→ What needs to be done
In the listing below, replace every occurrence of "one dot per instance" with "one point per instance" and reproduce all the lines otherwise unchanged.

[Source data]

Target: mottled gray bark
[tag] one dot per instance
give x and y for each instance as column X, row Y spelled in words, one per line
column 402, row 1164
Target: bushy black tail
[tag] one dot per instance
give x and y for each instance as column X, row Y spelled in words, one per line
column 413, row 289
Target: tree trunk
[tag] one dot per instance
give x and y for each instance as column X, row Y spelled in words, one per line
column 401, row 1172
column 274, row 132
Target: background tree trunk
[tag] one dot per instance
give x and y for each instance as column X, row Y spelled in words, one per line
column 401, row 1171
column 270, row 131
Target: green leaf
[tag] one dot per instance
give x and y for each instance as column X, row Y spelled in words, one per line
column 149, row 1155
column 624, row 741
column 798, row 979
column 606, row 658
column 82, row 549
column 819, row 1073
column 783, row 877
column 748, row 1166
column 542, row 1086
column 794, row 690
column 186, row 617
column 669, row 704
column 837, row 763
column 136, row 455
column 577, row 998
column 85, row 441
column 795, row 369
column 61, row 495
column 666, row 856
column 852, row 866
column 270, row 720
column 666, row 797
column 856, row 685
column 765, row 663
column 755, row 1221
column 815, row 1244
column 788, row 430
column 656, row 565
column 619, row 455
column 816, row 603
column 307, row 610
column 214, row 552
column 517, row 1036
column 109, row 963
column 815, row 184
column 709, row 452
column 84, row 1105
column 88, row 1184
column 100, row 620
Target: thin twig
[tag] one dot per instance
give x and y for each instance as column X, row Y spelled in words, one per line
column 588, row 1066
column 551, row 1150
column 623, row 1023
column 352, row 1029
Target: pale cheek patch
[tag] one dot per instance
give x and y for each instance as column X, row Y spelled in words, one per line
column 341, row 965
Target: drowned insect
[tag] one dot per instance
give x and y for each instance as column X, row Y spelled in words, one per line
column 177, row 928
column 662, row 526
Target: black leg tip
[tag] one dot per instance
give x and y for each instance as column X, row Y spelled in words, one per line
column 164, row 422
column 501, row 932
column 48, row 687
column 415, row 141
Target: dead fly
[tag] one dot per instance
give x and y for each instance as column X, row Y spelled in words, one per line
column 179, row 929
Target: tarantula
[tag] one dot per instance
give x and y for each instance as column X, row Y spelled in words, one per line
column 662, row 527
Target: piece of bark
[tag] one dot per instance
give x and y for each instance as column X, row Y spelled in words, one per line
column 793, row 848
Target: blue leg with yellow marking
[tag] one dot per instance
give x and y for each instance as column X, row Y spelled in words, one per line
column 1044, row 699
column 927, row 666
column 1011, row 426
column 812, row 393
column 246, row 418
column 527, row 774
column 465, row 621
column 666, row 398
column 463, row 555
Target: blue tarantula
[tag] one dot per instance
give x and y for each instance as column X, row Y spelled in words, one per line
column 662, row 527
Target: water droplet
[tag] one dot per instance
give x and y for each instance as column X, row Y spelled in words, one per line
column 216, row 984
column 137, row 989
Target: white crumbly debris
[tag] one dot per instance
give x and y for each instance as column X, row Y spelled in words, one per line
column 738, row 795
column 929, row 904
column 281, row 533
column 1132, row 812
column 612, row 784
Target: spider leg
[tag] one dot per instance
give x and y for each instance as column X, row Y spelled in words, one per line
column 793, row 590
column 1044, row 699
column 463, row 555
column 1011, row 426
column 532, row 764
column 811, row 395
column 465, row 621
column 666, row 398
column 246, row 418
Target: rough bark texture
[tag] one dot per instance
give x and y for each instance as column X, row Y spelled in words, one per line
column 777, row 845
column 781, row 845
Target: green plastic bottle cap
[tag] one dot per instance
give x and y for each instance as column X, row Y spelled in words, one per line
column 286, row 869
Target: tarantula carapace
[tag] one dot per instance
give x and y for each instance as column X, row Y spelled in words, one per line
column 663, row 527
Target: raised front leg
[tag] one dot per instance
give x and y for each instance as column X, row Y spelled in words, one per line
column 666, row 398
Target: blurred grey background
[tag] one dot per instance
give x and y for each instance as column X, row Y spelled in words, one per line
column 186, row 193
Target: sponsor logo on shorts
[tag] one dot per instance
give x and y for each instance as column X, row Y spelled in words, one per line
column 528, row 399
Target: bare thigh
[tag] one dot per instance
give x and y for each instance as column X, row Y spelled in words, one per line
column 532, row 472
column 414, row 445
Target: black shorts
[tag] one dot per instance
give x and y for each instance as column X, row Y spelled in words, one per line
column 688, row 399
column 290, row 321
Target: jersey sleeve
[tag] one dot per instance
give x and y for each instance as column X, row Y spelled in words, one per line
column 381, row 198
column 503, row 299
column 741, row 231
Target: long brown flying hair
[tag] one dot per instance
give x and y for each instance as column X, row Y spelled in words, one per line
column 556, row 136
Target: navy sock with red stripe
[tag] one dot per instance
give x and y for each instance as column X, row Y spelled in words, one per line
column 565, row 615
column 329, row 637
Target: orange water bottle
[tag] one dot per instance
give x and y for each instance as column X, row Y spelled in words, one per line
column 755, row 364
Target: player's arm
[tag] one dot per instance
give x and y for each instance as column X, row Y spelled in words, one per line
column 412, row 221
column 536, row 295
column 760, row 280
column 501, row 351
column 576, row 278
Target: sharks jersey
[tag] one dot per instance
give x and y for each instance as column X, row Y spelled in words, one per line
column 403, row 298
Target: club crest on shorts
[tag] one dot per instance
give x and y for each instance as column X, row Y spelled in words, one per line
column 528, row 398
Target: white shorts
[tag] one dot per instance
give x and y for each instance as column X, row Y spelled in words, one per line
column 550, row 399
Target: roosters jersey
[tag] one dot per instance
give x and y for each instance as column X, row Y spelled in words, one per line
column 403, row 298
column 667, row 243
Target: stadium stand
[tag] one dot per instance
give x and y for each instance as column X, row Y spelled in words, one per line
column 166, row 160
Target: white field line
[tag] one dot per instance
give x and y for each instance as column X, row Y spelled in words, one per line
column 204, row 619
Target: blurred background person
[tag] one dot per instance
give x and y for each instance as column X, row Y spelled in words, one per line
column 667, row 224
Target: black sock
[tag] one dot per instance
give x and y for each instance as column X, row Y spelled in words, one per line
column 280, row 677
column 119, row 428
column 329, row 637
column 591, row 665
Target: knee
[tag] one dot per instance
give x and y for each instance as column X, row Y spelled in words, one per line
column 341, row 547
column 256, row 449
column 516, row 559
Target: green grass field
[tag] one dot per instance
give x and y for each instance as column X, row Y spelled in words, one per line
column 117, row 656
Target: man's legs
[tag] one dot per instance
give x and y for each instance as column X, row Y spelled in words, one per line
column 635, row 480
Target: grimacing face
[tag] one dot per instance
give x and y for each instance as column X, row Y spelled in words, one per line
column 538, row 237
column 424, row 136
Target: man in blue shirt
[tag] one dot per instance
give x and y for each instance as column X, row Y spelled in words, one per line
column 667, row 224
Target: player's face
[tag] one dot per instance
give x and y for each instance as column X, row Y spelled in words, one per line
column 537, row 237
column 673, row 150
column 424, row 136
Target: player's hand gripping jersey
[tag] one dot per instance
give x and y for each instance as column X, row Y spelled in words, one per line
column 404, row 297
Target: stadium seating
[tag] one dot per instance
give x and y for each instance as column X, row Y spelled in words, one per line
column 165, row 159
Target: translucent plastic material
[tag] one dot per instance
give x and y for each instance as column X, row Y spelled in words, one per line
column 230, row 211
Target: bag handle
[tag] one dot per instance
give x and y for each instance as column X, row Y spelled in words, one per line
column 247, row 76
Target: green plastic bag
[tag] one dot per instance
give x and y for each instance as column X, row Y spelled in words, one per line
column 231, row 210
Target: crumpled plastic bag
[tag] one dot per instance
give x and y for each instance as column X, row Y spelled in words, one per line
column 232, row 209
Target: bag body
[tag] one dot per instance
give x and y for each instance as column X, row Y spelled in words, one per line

→ Output of the task
Target: mottled gray bark
[tag] one point per instance
give x and y for each instance as column X, row Y spelled in words, one per line
column 402, row 1164
Target: bushy black tail
[tag] one point per instance
give x and y for each instance as column X, row Y spelled in words, one per line
column 413, row 289
Target: tree trunk
[tag] one point per instance
give x and y for each instance as column X, row Y spelled in words, one per line
column 401, row 1172
column 274, row 132
Target: background tree trunk
[tag] one point per instance
give x and y for each instance as column X, row Y spelled in words, one per line
column 401, row 1171
column 270, row 131
Target: green leaf
[tag] one point per instance
give x and y for each instance as column X, row Y spelled in words, one per line
column 149, row 1155
column 624, row 741
column 798, row 979
column 606, row 658
column 82, row 549
column 819, row 1073
column 783, row 877
column 748, row 1166
column 542, row 1086
column 794, row 690
column 186, row 617
column 669, row 704
column 837, row 763
column 136, row 455
column 577, row 998
column 85, row 441
column 795, row 369
column 61, row 495
column 666, row 856
column 852, row 866
column 270, row 720
column 666, row 797
column 856, row 685
column 765, row 663
column 755, row 1221
column 815, row 1244
column 788, row 430
column 656, row 565
column 619, row 455
column 816, row 603
column 307, row 610
column 214, row 552
column 517, row 1036
column 109, row 963
column 815, row 184
column 709, row 452
column 84, row 1105
column 88, row 1184
column 100, row 620
Target: thin twig
[tag] one point per instance
give x and y for each instance as column X, row Y spelled in words, one per line
column 588, row 1066
column 551, row 1150
column 623, row 1023
column 352, row 1029
Target: pale cheek patch
[tag] one point per instance
give x and y for each instance as column X, row Y spelled in words, one per line
column 341, row 965
Target: drowned insect
[tag] one point per instance
give x and y for each instance as column X, row Y spelled in words, one per line
column 177, row 928
column 662, row 526
Target: black leg tip
[tag] one point per instance
give x and y for each instance as column X, row Y spelled in words, one per line
column 164, row 422
column 501, row 932
column 48, row 687
column 415, row 141
Target: dead fly
[tag] one point per instance
give x and y for each instance as column X, row Y spelled in words, one per line
column 179, row 929
Target: tarantula
[tag] one point per instance
give x and y for each instance as column X, row Y spelled in words, one per line
column 662, row 527
Target: piece of bark
[tag] one point per instance
give x and y for each instance as column X, row Y spelled in words, one per line
column 793, row 848
Target: blue leg with yellow marking
[tag] one point per instance
give x and y for each instance as column X, row Y spelled in words, one per line
column 1044, row 699
column 927, row 666
column 1011, row 426
column 812, row 393
column 246, row 418
column 527, row 774
column 465, row 621
column 666, row 398
column 463, row 555
Target: blue tarantula
[tag] one point per instance
give x and y for each instance as column X, row Y spelled in words, one per line
column 662, row 527
Target: water droplet
[tag] one point per instance
give x and y for each instance as column X, row Y spelled in words, one per line
column 216, row 984
column 137, row 989
Target: white crumbly debris
[tag] one point per instance
give x and y for each instance as column X, row Y spelled in words, one per line
column 738, row 795
column 929, row 904
column 281, row 533
column 1132, row 812
column 612, row 784
Target: spider leg
[tag] one point per instance
give x and y for each instance as column X, row Y spelled in words, one per line
column 793, row 590
column 1044, row 699
column 463, row 555
column 1011, row 426
column 532, row 764
column 811, row 395
column 465, row 621
column 666, row 398
column 246, row 418
Target: rough bark texture
[tag] one point per instance
give x and y for each instance as column X, row Y spelled in words, one per line
column 777, row 845
column 781, row 845
Target: green plastic bottle cap
[tag] one point per instance
give x and y for each instance as column X, row Y spelled in words, one per line
column 286, row 869
Target: tarantula carapace
[tag] one point per instance
give x and y for each instance as column X, row Y spelled in words, one per line
column 663, row 527
Target: raised front leg
[tag] one point per instance
give x and y for each instance as column X, row Y spelled in words, one per line
column 666, row 398
Target: blurred grey background
[tag] one point per instance
give x and y for each instance as column X, row Y spelled in words, one per line
column 186, row 193
Target: sponsor logo on shorts
[tag] one point per instance
give x and y for each instance as column X, row Y spelled in words, one per line
column 528, row 399
Target: bare thigh
[tag] one point per instance
give x and y for each instance as column X, row Y spelled in words, one per line
column 532, row 472
column 414, row 445
Target: black shorts
[tag] one point per instance
give x and y for each instance as column X, row Y spelled in words, one per line
column 688, row 399
column 290, row 321
Target: jersey sleeve
[tag] one point per instance
give x and y for each instance as column X, row Y spelled in words, one per line
column 381, row 198
column 503, row 299
column 741, row 231
Target: long brown flying hair
[tag] one point per instance
give x and y for each instance as column X, row Y spelled in words, one per line
column 556, row 136
Target: navy sock with red stripe
[tag] one point per instance
give x and y for each instance as column X, row Y spelled in words, one per line
column 565, row 615
column 329, row 637
Target: orange water bottle
[tag] one point per instance
give x and y for each instance as column X, row Y spelled in words, one per line
column 755, row 364
Target: player's arm
[tag] one point per instance
give x and y for each instance as column X, row Y spelled in words, one per line
column 412, row 221
column 536, row 295
column 760, row 280
column 501, row 351
column 576, row 278
Target: sharks jersey
[tag] one point per instance
give x and y for each instance as column X, row Y spelled in words, one per line
column 403, row 298
Target: club crest on shorts
[tag] one point per instance
give x and y for each instance as column X, row Y spelled in words, one per line
column 528, row 398
Target: white shorts
[tag] one point per instance
give x and y for each instance as column X, row Y spelled in words, one per line
column 550, row 399
Target: roosters jersey
[tag] one point per instance
give x and y for each instance as column X, row Y spelled in words, one per line
column 403, row 298
column 667, row 243
Target: stadium stand
[tag] one point per instance
give x and y for each instance as column X, row Y spelled in words, one per line
column 166, row 160
Target: white field line
[tag] one point per instance
give x and y for each instance as column X, row Y spelled in words, one per line
column 204, row 619
Target: blurred background person
[tag] one point per instance
give x and y for each instance as column X, row Y spelled in words, one per line
column 667, row 224
Target: black sock
[tag] one point per instance
give x and y for each instance as column X, row Y spelled in words, one per line
column 280, row 677
column 119, row 428
column 329, row 637
column 591, row 665
Target: knee
[tag] one point per instance
give x and y for each instance as column X, row Y spelled in words, one per line
column 341, row 547
column 256, row 449
column 516, row 559
Target: green grass field
[tag] one point per instance
give x and y for each instance as column X, row Y spelled in words, one per line
column 117, row 656
Target: man's legs
[tag] one point per instance
give x and y for each instance as column X, row Y spelled in words, one per line
column 635, row 480
Target: grimacing face
[tag] one point per instance
give x and y for each instance as column X, row Y spelled in words, one per line
column 538, row 237
column 424, row 136
Target: man in blue shirt
[tag] one point per instance
give x and y for each instance as column X, row Y spelled in words, one per line
column 667, row 224
Target: player's face
[tag] one point per instance
give x and y for each instance as column X, row Y spelled in words, one per line
column 537, row 237
column 673, row 150
column 424, row 136
Target: player's hand gripping jersey
[tag] one point per instance
give x and y for each instance as column X, row Y spelled in words, one per line
column 404, row 297
Target: stadium seating
[tag] one point per instance
give x and y for each instance as column X, row Y spelled in words, one per line
column 165, row 159
Target: translucent plastic material
[tag] one point per instance
give x and y for each instance as column X, row Y spelled in words, one per line
column 230, row 211
Target: bag handle
[tag] one point per instance
give x and y for each instance as column X, row Y spelled in words, one per line
column 247, row 76
Target: green plastic bag
[tag] one point per instance
give x and y for each instance as column X, row Y spelled in words, one per line
column 231, row 210
Target: crumpled plastic bag
[tag] one point per instance
give x and y for each instance as column X, row Y spelled in words, one per line
column 232, row 209
Target: bag body
[tag] one point per instance
give x and y for each instance as column X, row Y spelled in words, one per line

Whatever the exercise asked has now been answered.